WHAT IS BEING ASKED: Rewrite the entries below, replacing every "Please indicate" with "Please mark" and leaving all else unchanged. Omit the pictures from your answer.

RECORDED INFORMATION:
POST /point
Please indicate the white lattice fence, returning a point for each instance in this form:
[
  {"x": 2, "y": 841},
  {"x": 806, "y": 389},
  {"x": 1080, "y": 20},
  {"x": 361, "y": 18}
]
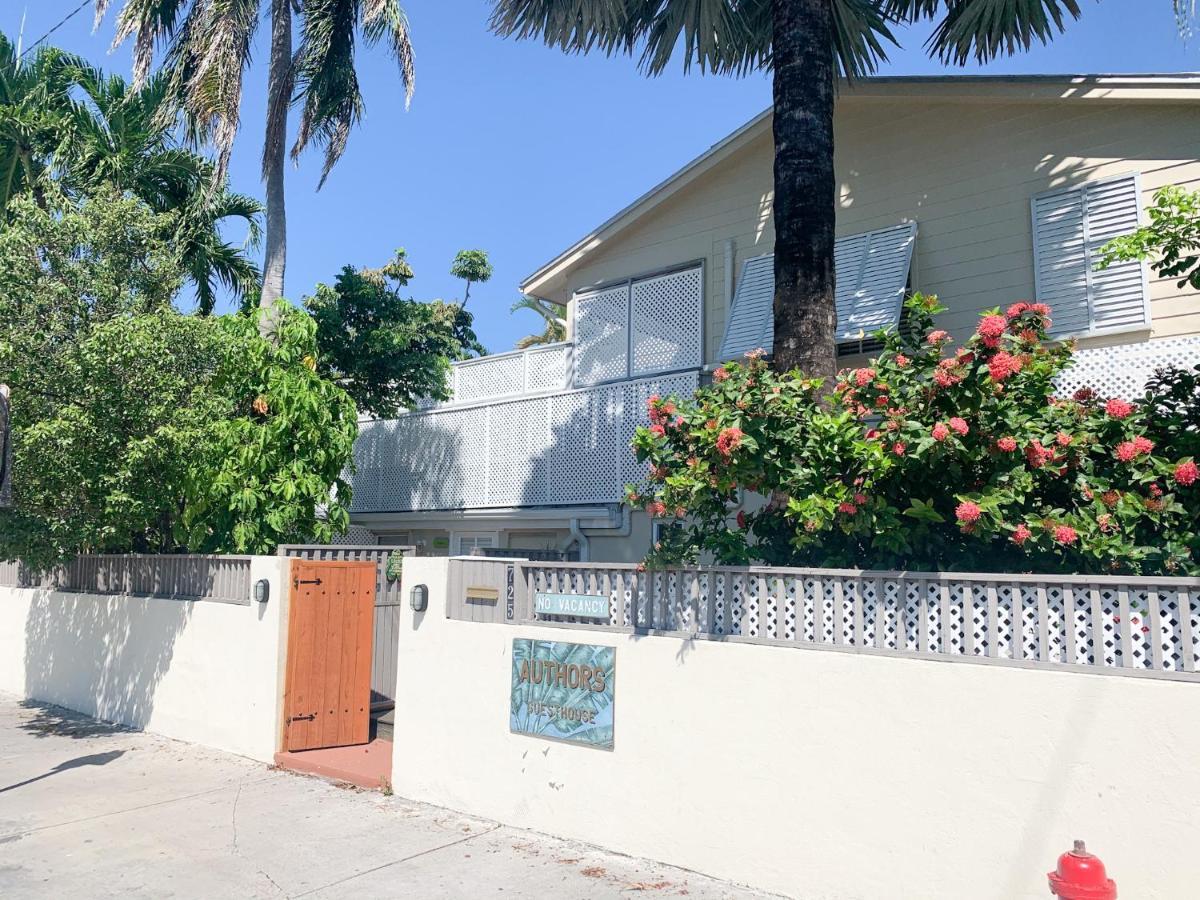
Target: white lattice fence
[
  {"x": 1122, "y": 371},
  {"x": 1129, "y": 624}
]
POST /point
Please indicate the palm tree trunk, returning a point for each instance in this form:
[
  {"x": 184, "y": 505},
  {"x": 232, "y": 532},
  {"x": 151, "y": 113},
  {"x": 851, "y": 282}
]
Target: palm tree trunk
[
  {"x": 804, "y": 83},
  {"x": 279, "y": 90}
]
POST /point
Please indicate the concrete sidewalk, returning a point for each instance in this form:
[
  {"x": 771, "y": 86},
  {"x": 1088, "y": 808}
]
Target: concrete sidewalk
[{"x": 91, "y": 810}]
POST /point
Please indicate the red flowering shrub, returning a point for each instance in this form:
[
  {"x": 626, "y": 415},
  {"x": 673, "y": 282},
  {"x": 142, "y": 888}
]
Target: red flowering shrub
[{"x": 931, "y": 457}]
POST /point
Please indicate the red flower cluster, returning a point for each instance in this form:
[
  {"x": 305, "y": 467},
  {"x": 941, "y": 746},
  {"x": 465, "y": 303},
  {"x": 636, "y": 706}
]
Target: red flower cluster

RESULT:
POST /point
Please mark the white lattice fence, returning a point for each instance in this form:
[
  {"x": 2, "y": 841},
  {"x": 806, "y": 389},
  {"x": 1080, "y": 20},
  {"x": 361, "y": 18}
]
Target: white lattice fence
[
  {"x": 1122, "y": 371},
  {"x": 1129, "y": 624}
]
POST /point
Please mark the palm tree trunk, returning a point for each instance in this form:
[
  {"x": 184, "y": 505},
  {"x": 232, "y": 532},
  {"x": 151, "y": 113},
  {"x": 851, "y": 282}
]
Target: palm tree trunk
[
  {"x": 804, "y": 83},
  {"x": 279, "y": 90}
]
POST /point
Please mark the concrete sidewalk, returning a point for each instance in this form:
[
  {"x": 771, "y": 86},
  {"x": 1088, "y": 808}
]
Target: concrete sidewalk
[{"x": 91, "y": 810}]
POST /point
Please mark the red flowering shrub, returning a point for each instance in this form:
[
  {"x": 626, "y": 415},
  {"x": 673, "y": 282},
  {"x": 142, "y": 888}
]
Target: red flowering shrub
[{"x": 931, "y": 457}]
POST /point
Please mark the red flower cluster, returning a point for each instance in this form:
[
  {"x": 305, "y": 467},
  {"x": 941, "y": 746},
  {"x": 465, "y": 303},
  {"x": 636, "y": 706}
]
Target: red flower cluster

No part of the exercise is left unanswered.